Re: fields in solrindex-mapping.xml

Posted by Lewis John Mcgibbney <le...@gmail.com>.
Hi Alex,
So we can tack this one.
https://issues.apache.org/jira/browse/NUTCH-1532
Thanks
Lewis

On Fri, Feb 15, 2013 at 4:21 PM, Lewis John Mcgibbney <
lewis.mcgibbney@gmail.com> wrote:

> Hi Alex,
> OK so we can certainly remove segment from 2.x solr-index-mapping.xml. It
> would however be nice to replace this with the appropriate batchId.
> Can someone advise where the 'segment' field currently comes from in trunk?
> That way we can at least map the field to the batchId equivalent in 2.x
>
> Thank you
> Lewis
>
>
> On Fri, Feb 15, 2013 at 2:23 PM, <al...@aim.com> wrote:
>
>> Hi Lewis,
>>
>> If I exclude one of the fileds tstamp, digest, and boost from
>> solindex-mapping and schema.xml, solrindex gives error
>>
>> SEVERE: org.apache.solr.common.SolrException: ERROR:
>> [doc=com.yahoo:http/] unknown field 'tstamp'
>>
>> for each of above fields, except segment.

Entries drawn from a collection
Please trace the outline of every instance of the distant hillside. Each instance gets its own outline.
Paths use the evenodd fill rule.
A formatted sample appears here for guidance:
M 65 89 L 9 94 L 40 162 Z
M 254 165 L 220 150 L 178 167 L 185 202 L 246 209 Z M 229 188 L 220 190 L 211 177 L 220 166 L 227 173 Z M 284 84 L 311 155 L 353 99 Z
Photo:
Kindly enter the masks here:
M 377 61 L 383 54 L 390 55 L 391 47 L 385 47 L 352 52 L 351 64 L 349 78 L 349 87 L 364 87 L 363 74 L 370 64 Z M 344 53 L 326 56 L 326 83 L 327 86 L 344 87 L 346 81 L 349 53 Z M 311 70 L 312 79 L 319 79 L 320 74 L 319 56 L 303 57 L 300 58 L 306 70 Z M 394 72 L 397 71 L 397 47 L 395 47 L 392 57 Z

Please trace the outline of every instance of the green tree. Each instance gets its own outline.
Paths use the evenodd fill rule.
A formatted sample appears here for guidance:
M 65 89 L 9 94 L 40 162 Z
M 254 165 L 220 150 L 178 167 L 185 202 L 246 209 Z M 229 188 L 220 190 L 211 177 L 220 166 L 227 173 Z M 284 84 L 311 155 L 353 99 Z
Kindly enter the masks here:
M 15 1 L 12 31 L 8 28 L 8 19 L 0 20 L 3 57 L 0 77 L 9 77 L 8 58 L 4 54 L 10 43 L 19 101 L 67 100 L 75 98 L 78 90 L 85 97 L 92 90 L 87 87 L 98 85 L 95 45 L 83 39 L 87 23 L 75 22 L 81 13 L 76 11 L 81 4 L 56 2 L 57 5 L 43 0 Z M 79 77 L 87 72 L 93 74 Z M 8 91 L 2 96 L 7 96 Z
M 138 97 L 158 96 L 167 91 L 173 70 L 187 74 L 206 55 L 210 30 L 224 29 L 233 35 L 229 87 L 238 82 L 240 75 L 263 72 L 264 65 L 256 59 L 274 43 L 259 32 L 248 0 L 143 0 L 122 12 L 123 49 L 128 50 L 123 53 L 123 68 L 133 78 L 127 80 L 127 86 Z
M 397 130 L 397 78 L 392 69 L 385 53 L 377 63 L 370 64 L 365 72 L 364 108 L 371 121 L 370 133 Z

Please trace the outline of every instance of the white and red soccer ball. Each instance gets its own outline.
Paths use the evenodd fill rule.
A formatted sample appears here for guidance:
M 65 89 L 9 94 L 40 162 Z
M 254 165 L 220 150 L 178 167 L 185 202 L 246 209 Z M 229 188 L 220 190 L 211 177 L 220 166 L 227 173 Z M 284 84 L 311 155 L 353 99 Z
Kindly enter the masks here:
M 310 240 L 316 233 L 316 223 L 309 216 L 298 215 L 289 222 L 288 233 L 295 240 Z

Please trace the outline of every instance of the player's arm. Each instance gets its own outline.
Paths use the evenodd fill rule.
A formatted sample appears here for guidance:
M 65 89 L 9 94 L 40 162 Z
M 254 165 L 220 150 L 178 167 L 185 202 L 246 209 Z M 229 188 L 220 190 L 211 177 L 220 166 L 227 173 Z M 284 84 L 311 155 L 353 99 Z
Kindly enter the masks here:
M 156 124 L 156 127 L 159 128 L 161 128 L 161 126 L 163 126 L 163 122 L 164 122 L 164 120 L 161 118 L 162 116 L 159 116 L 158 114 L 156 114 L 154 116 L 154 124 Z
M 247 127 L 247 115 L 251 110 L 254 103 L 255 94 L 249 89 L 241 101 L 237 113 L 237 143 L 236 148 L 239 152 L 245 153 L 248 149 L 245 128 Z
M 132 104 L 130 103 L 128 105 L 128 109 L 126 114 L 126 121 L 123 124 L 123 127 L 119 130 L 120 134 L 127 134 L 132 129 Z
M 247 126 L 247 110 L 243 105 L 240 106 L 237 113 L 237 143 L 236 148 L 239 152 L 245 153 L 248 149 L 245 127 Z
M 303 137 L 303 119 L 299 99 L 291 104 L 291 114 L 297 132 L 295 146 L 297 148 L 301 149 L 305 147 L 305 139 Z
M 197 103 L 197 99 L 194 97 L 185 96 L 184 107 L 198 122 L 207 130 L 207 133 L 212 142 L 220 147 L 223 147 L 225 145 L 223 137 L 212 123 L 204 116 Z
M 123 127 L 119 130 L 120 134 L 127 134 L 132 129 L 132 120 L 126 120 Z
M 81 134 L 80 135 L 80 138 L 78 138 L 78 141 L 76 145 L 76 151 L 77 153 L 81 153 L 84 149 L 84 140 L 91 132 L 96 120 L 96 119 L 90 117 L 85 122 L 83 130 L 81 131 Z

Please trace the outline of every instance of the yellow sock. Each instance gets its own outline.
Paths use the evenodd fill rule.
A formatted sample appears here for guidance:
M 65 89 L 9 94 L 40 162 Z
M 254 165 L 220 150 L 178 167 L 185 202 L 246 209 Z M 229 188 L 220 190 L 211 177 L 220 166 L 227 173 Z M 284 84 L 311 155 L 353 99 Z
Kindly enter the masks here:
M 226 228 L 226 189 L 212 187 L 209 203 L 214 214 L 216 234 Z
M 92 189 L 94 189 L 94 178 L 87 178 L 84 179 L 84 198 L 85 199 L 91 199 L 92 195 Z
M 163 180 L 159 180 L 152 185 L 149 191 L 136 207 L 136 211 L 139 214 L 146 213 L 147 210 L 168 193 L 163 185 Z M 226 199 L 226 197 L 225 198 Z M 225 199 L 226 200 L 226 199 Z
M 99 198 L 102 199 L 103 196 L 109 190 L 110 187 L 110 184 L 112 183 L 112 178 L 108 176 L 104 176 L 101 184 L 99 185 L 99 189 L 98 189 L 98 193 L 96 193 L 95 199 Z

* * *

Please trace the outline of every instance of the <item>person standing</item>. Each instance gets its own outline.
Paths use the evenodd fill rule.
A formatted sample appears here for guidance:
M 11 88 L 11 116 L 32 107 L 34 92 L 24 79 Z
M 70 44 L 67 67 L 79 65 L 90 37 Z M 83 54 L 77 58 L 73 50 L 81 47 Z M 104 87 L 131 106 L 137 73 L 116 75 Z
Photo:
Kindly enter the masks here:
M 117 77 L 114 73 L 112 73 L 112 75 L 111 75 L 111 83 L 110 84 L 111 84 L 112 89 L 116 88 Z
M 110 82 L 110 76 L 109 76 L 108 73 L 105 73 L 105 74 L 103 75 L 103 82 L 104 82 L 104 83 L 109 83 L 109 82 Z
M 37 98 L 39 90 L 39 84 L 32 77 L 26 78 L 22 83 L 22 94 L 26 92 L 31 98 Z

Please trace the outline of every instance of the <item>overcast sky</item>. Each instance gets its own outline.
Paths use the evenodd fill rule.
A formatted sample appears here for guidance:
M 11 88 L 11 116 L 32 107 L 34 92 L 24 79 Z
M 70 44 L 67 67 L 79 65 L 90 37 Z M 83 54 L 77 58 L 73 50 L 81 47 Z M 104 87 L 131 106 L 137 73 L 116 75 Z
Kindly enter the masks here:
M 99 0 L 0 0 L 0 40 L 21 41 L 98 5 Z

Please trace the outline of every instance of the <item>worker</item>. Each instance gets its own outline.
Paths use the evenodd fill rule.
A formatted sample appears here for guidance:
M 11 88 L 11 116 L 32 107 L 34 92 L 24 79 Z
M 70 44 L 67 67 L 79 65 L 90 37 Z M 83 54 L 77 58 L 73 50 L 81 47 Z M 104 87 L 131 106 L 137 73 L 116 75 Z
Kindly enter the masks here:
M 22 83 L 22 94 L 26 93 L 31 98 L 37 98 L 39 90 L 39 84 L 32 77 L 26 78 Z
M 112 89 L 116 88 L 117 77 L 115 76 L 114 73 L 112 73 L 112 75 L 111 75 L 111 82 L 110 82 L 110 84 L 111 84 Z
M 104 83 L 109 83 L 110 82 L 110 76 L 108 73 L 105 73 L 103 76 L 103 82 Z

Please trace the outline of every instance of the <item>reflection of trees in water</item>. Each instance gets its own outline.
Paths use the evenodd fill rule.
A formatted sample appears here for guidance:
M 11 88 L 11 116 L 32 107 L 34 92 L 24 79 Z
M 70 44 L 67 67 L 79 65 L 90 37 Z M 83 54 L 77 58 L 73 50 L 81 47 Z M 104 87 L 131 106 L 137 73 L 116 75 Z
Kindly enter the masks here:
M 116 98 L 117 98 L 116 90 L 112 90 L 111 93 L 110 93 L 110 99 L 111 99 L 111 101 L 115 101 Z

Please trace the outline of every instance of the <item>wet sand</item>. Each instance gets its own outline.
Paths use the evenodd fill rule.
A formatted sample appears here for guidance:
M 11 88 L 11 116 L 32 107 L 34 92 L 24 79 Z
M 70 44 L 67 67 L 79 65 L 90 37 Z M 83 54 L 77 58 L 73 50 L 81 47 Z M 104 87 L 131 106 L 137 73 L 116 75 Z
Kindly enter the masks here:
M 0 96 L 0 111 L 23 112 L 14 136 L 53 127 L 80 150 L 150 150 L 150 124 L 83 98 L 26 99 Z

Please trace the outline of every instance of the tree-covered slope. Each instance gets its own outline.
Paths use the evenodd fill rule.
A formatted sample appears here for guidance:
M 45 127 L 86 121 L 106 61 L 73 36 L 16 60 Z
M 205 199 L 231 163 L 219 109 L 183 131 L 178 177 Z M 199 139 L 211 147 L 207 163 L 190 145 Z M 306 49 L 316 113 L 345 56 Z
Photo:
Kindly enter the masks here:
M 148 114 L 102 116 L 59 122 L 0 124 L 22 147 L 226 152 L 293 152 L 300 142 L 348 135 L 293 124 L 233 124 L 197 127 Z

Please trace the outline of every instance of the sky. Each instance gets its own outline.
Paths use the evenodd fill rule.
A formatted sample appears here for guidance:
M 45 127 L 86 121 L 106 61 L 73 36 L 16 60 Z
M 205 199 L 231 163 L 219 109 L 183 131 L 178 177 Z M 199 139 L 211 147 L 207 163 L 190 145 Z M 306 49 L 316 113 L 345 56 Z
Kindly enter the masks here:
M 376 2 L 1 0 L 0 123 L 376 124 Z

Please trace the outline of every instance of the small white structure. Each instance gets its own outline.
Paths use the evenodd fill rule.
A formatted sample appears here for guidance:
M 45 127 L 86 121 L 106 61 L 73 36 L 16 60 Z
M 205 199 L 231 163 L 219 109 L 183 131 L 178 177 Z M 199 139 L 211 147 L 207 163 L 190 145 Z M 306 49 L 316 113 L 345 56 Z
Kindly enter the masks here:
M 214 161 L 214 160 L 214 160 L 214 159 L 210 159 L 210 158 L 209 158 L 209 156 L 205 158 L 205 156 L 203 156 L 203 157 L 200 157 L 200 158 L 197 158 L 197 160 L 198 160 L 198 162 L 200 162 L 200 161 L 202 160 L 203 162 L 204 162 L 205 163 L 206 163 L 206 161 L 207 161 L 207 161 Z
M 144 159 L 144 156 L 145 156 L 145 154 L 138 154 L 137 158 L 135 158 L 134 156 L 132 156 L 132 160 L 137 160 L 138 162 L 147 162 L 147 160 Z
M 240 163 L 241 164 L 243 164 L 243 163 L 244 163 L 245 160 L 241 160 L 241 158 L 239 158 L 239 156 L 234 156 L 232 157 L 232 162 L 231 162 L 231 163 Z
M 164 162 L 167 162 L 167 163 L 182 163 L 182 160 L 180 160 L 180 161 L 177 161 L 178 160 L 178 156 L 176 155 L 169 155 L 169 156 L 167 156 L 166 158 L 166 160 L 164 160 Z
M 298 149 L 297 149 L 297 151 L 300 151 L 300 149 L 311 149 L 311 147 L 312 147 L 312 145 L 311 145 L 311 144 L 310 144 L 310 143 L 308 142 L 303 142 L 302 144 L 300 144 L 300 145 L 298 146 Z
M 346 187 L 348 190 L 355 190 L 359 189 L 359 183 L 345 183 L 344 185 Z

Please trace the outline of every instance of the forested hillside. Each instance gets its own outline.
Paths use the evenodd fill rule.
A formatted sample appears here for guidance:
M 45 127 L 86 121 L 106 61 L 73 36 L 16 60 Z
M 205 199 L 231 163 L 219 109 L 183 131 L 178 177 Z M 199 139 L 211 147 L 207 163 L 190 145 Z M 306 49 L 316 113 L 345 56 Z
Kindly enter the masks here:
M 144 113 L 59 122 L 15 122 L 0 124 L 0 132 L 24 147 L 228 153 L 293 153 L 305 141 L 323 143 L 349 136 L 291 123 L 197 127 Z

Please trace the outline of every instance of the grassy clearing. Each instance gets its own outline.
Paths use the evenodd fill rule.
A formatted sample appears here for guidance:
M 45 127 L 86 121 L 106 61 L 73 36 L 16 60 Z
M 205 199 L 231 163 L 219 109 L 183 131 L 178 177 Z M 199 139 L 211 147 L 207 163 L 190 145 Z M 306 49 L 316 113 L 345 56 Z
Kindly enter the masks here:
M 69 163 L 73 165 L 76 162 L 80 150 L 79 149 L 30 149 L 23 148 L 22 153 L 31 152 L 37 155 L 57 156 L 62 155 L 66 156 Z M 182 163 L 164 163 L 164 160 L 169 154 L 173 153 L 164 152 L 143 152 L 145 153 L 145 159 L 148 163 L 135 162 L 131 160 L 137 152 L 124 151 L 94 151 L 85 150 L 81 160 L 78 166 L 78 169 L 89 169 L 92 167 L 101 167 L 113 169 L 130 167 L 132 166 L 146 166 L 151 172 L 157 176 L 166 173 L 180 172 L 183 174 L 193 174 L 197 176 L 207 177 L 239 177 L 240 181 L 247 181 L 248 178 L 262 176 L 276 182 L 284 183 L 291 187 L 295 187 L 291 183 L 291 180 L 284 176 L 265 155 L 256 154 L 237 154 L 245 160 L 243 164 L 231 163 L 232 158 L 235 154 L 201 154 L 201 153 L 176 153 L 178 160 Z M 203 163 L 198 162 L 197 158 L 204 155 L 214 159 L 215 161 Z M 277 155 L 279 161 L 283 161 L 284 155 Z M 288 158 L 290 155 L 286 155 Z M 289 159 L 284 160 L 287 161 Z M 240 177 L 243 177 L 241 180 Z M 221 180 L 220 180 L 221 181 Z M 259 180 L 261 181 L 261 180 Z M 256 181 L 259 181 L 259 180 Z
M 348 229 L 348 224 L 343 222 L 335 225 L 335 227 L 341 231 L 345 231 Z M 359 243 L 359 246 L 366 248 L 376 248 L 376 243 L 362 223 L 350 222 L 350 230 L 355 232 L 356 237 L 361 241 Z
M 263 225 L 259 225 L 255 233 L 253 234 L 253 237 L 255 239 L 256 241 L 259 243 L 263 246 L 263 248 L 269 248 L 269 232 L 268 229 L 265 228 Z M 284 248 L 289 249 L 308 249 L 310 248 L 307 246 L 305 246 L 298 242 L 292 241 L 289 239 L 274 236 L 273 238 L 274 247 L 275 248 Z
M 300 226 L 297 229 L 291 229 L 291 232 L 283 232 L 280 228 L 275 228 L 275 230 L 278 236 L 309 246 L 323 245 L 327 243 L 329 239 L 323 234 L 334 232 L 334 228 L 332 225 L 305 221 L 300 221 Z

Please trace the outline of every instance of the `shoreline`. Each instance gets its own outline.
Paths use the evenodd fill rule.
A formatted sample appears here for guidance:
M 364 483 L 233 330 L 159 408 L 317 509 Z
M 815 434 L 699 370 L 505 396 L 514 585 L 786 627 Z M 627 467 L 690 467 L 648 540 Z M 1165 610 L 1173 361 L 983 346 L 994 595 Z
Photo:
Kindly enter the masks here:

---

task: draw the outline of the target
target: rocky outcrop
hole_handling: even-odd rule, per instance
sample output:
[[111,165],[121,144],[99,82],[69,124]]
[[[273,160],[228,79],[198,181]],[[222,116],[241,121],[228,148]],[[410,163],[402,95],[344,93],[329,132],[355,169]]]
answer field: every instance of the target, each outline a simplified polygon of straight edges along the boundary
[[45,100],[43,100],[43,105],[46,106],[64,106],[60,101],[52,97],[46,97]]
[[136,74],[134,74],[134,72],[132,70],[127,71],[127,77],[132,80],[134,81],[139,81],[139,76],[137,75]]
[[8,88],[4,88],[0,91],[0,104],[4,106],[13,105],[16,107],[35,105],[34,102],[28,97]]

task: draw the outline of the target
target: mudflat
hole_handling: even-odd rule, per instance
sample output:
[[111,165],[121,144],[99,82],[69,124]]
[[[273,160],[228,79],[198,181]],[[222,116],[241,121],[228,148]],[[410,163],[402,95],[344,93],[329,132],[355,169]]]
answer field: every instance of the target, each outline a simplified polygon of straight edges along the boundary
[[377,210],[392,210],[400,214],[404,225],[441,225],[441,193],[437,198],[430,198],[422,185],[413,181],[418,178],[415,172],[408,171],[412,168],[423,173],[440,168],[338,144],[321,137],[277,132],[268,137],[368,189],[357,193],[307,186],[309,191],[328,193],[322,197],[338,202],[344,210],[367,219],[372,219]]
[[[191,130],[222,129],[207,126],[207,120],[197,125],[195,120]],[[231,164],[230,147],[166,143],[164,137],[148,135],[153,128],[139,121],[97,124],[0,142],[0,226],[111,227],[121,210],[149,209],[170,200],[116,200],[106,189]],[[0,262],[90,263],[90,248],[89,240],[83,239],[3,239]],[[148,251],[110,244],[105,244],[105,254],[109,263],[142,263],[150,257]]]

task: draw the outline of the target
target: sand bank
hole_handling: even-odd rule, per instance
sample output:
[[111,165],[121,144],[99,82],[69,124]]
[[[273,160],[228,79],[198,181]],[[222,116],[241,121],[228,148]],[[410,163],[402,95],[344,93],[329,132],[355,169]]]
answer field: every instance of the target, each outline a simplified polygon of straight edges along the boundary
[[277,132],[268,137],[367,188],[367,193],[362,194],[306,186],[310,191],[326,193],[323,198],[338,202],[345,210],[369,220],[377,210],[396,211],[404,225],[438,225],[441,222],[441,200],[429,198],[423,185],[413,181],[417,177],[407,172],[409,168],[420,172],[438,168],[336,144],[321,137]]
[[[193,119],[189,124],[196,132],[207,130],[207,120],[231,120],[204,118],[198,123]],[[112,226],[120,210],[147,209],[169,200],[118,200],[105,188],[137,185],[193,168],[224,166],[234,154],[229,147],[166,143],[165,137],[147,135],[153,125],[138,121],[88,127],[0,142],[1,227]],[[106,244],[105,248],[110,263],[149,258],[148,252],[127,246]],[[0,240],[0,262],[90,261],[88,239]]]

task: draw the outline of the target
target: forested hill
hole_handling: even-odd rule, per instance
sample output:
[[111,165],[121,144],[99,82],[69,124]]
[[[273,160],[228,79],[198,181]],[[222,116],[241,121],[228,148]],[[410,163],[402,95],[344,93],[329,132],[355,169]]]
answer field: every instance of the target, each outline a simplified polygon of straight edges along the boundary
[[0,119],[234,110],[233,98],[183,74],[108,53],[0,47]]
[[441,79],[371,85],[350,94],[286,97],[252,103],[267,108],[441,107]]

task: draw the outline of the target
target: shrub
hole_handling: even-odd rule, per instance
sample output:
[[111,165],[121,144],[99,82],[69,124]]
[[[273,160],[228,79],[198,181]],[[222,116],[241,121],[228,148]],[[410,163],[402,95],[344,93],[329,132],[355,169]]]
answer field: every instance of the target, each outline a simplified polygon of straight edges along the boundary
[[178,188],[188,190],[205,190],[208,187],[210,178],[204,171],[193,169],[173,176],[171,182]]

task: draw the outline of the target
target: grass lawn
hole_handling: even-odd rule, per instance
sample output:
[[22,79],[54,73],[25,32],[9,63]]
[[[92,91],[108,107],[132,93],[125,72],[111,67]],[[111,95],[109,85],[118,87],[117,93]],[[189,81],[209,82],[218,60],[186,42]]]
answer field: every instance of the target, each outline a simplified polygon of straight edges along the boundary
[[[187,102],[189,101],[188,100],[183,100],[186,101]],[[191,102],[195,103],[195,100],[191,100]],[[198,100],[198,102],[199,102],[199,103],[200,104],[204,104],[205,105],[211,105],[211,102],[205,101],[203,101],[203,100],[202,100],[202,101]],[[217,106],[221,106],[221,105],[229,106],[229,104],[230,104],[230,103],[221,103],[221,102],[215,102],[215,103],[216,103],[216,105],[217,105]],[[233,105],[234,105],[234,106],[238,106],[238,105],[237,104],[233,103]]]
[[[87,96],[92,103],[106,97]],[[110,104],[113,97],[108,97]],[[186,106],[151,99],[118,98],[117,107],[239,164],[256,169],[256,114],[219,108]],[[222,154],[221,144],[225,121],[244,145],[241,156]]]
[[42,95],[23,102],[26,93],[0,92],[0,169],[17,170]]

• _YOUR TASKS_:
1/ In the thread about solrindex-mapping.xml, what does Lewis say it would be nice to replace the segment field with?
2/ For each statement, state whether it agrees with the thread about solrindex-mapping.xml, citing the deciding words: (a) Lewis says the segment field can be removed from the 2.x solr-index-mapping.xml. (b) Excluding the tstamp field from the mapping and schema causes no error. (c) The message from al...@aim.com was sent at 4:21 PM.
3/ Proceed with the thread about solrindex-mapping.xml from the point at which it stops.
These lines bear no relation to the thread about solrindex-mapping.xml.

• _ANSWERS TO EACH TASK_:
1/ The appropriate batchId.

2/
(a) Yes: "OK so we can certainly remove segment from 2.x solr-index-mapping.xml."
(b) No: "solrindex gives error"
(c) No: "On Fri, Feb 15, 2013 at 2:23 PM, <al...@aim.com> wrote:"

3/
>>
>> Alex.
>>
>>
>>
>>
>>
>>
>>
>> -----Original Message-----
>> From: Lewis John Mcgibbney <le...@gmail.com>
>> To: user <us...@nutch.apache.org>
>> Sent: Thu, Feb 14, 2013 8:34 pm
>> Subject: Re: fields in solrindex-mapping.xml
>>
>>
>> Hi Alex,
>> Tstamp represents fetch tiem, used for deduplication.
>> Boost is for scoring-opic and link. This is required in 2.x as well.
>> I don't have the code right now, but you can try removing digest and
>> segment. To me they both look legacy.
>> There is a wiki page on index structure which you can consult and/or add
>> to
>> should you wish.
>> Thank you
>> Lewis
>>
>> On Thursday, February 14, 2013,  <al...@aim.com> wrote:
>> > Hello,
>> >
>> > I see that there are
>> >
>> >                 <field dest="segment" source="segment"/>
>> >                 <field dest="boost" source="boost"/>
>> >                 <field dest="digest" source="digest"/>
>> >                 <field dest="tstamp" source="tstamp"/>
>> >
>> > fields in addition to title, host and content ones in nutch-2.x'
>> solr-mapping.xml. I thought tstamp may be needed for sorting documents.
>> What about the other fields,
>> > segment, boost and digest? Can someone explain, why these fields are
>> included in solr-mapping.xml?
>> >
>> >
>> > Thanks.
>> > Alex.
>> >
>> >
>> >
>>
>> --
>> *Lewis*
>>
>>
>>
>
>
> --
> *Lewis*
>



-- 
*Lewis*

Re: fields in solrindex-mapping.xml

Posted by Lewis John Mcgibbney <le...@gmail.com>.
Well look, sharding is for distributed queries right?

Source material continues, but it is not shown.